WHAT NEEDS TO BE DONE |
Copy every one of the records below word for word, keeping each line as it is.

GIVEN RECORDS |
▬▬▬

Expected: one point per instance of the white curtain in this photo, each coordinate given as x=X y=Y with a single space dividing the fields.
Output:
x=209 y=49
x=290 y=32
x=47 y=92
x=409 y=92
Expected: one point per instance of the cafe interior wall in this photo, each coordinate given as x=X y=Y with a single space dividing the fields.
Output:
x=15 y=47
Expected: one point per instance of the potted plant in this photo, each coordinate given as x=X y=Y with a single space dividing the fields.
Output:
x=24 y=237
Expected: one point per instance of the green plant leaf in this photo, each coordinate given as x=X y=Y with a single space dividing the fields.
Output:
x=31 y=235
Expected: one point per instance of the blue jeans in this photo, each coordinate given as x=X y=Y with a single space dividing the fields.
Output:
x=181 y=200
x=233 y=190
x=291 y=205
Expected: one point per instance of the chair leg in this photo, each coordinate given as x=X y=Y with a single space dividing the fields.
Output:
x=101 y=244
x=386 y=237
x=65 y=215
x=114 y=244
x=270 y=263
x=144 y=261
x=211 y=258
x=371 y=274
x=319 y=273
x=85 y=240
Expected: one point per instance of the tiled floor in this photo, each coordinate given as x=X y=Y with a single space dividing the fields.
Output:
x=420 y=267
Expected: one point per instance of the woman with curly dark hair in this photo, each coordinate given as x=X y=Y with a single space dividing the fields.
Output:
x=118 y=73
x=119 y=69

▬▬▬

WRITTEN REPLY |
Expected: one point per instance of the white curtain in this photo, each coordinate given as x=X y=Y with a single space dividing the fields.
Output:
x=209 y=49
x=290 y=32
x=47 y=92
x=409 y=92
Expected: one point per instance of the cafe interior wall in this photo, each coordinate given as x=X y=Y with a single space dividing the fields.
Output:
x=15 y=47
Expected: one point per instance of the potted plant in this photo, each coordinate given as x=X y=Y with a single space dividing the fields.
Output:
x=24 y=237
Expected: one point per instance of the green plant leaf in this photo, each coordinate given as x=X y=Y with a single space dividing the fields.
Output:
x=31 y=235
Expected: one point per instance of the blue jeans in this photo, each coordinate given as x=X y=Y with a single space dividing the fields.
Output:
x=181 y=200
x=233 y=190
x=291 y=205
Expected: one point per instance of the chair leg in this photo, each coordinate given as x=X y=Y with a single space dividing the fields.
Output:
x=101 y=244
x=386 y=237
x=65 y=215
x=114 y=244
x=270 y=263
x=144 y=261
x=211 y=258
x=371 y=274
x=319 y=273
x=85 y=240
Expected: one point per instance of the tiled floor in this photo, each coordinate given as x=X y=Y with a single space dividing the fields.
Output:
x=420 y=267
Expected: one point per instance of the woman with curly dark hair in this photo, each coordinate given as x=X y=Y with a single space dividing the fields.
Output:
x=118 y=73
x=119 y=69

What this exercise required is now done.